■ **Texte du document**
# # #
Re: vestiges du SUDELKOPF
Publié : dim. janv. 03, 2010 4:06 pm
Bonjour à tous,
Bonjour Vincent,
Salut J-B,
Ah, la galerie « américaine » du Sudel… Vaste sujet… Il serait si salutaire, une fois pour toutes (rêvons un peu), d’y voir plus clair. Essayons de procéder méthodiquement, et débutons par l’article par lequel le débat naît.
Dans cet article, « La galerie américaine du Sudel » (in Bulletin de liaison des Amis du Hartmannswillerkopf, n°17, novembre 1986, pages 17-18), Georges Schultz écrit : « D’après un habitant de Goldbach aujourd’hui décédé, le forage aurait été effectué par les Américains, d’où l’appellation "Amerikaner-Stolla" (galerie américaine). » Et plus loin, « doit-on en déduire que les Français ont commencé et que les Américains ont terminé ? La version est plausible si on examine le coffrage, en bois équarri et non en rondins ; façonnage et assemblage relèvent plutôt de l’« américanisation » au sens industriel du mot. On trouve d’ailleurs la même conception dans des galeries, aujourd’hui aussi ignorées, en d’autres secteurs des Vosges occupés en 1918 par les troupes américaines.
[…] A partir du 18 juin effectivement, le 139e RIUS (35e DI US) occupe, conjointement avec le 62e RI, le secteur Grand Ballon à HWK sommet. »
Je commencerai par reprendre les éléments en fin de la citation ci-dessus. La limite Nord du secteur de la 22e D.I. est en effet précisée comme suit dans une source de première main :
« La limite entre la 22e Division et la 35e DIUS (secteur de Gérardmer) se fait : ligne parallèle au cours de la Lauch et du Steinlebachrunz et à 200 m. au N. de ces cours d’eau – Drehkopf (à la 22e D.I.) – Oderen – Mt Drumont (à la 35e DIUS). » (JMO de la 22e D.I.)
Quant à l’engagement américain aux côtés du 62e R.I., il n’a été que de courte durée, comme on peut en juger :
« Le bataillon rattaché au 62e est le IIe bataillon du 139e RIUS. Arrivé à Willer le 18 juin, il se porte à Moosch le 19 juin.
Le bataillon US monte en ligne avec le 62e dans les conditions suivantes : 2 Cies sont affectées au groupe de droite (Guérin) et montent en ligne avec le 1er bataillon du 62e relevant dans ce quartier.
24 juin : un soldat américain est électrocuté en avant du PA Judenhut, entre les GC 3 et 5.
26 juin : deux Américains tués, l’un au PA Sudel, l’autre au Camp Hennequin. Le 2e bataillon du 139e d’Infanterie américain est relevé des premières lignes le 28 juin. » (JMO du 62e R.I.)
# # #
■ **Données fournies**
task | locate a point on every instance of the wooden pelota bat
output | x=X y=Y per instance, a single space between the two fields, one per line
# # #
Recopiez sans rien changer, dans le message sur la galerie américaine du Sudel, tout ce qui va de « Re: vestiges du » jusqu'à « le débat naît. ».

■ **Réponse correcte**
Re: vestiges du SUDELKOPF
Publié : dim. janv. 03, 2010 4:06 pm
Bonjour à tous,
Bonjour Vincent,
Salut J-B,
Ah, la galerie « américaine » du Sudel… Vaste sujet… Il serait si salutaire, une fois pour toutes (rêvons un peu), d’y voir plus clair. Essayons de procéder méthodiquement, et débutons par l’article par lequel le débat naît.